>> Begin TASK INPUTS

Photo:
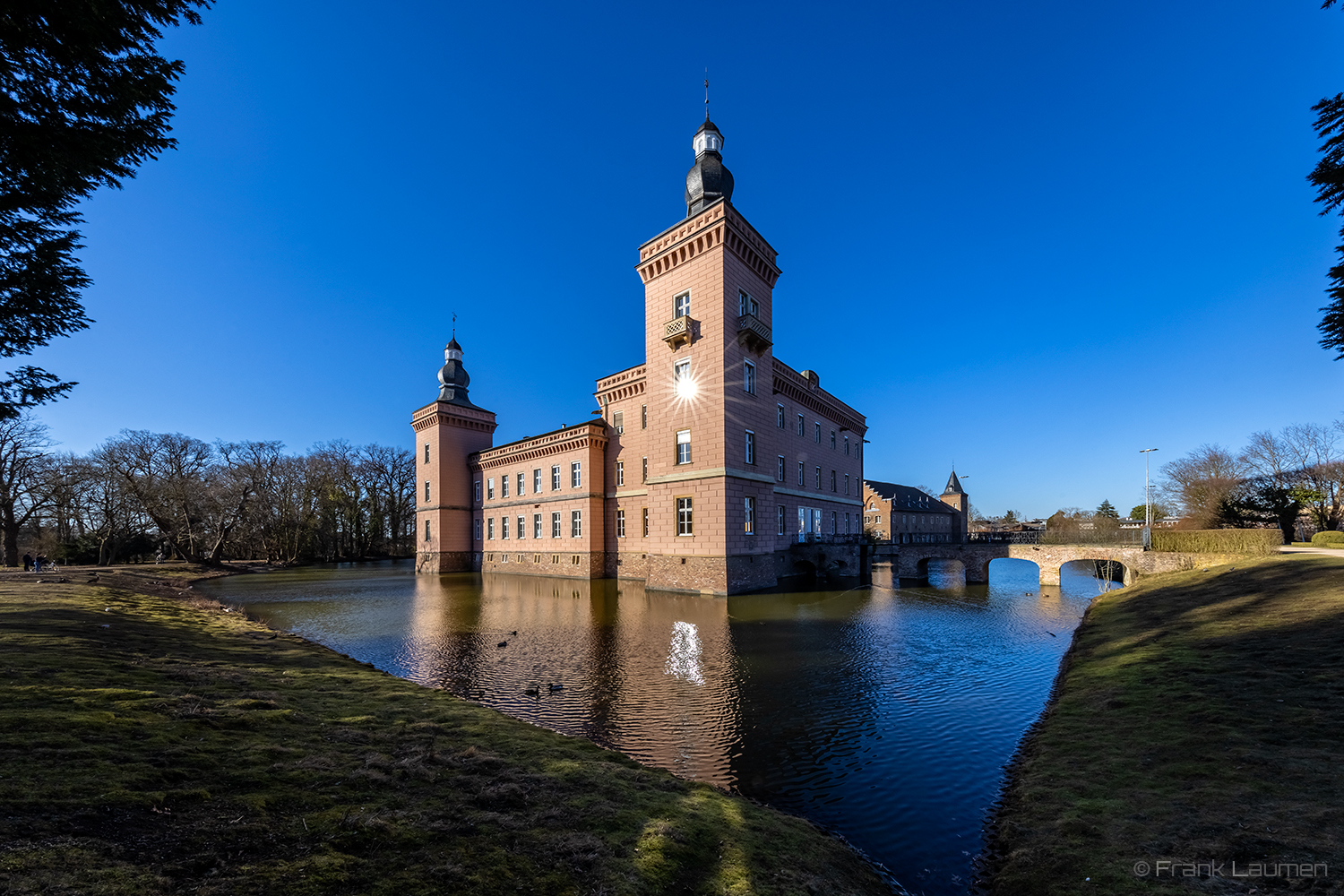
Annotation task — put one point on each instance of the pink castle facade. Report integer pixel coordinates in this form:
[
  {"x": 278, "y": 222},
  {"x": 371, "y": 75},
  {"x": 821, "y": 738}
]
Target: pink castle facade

>> End TASK INPUTS

TASK BRIEF: Please reproduce the data above word for word, leaving out the picture.

EXPECTED ANSWER:
Photo:
Annotation task — put one point on each instance of the pink castle facade. Report integer pixel coordinates in this form:
[
  {"x": 278, "y": 222},
  {"x": 371, "y": 75},
  {"x": 821, "y": 738}
]
Target: pink castle facade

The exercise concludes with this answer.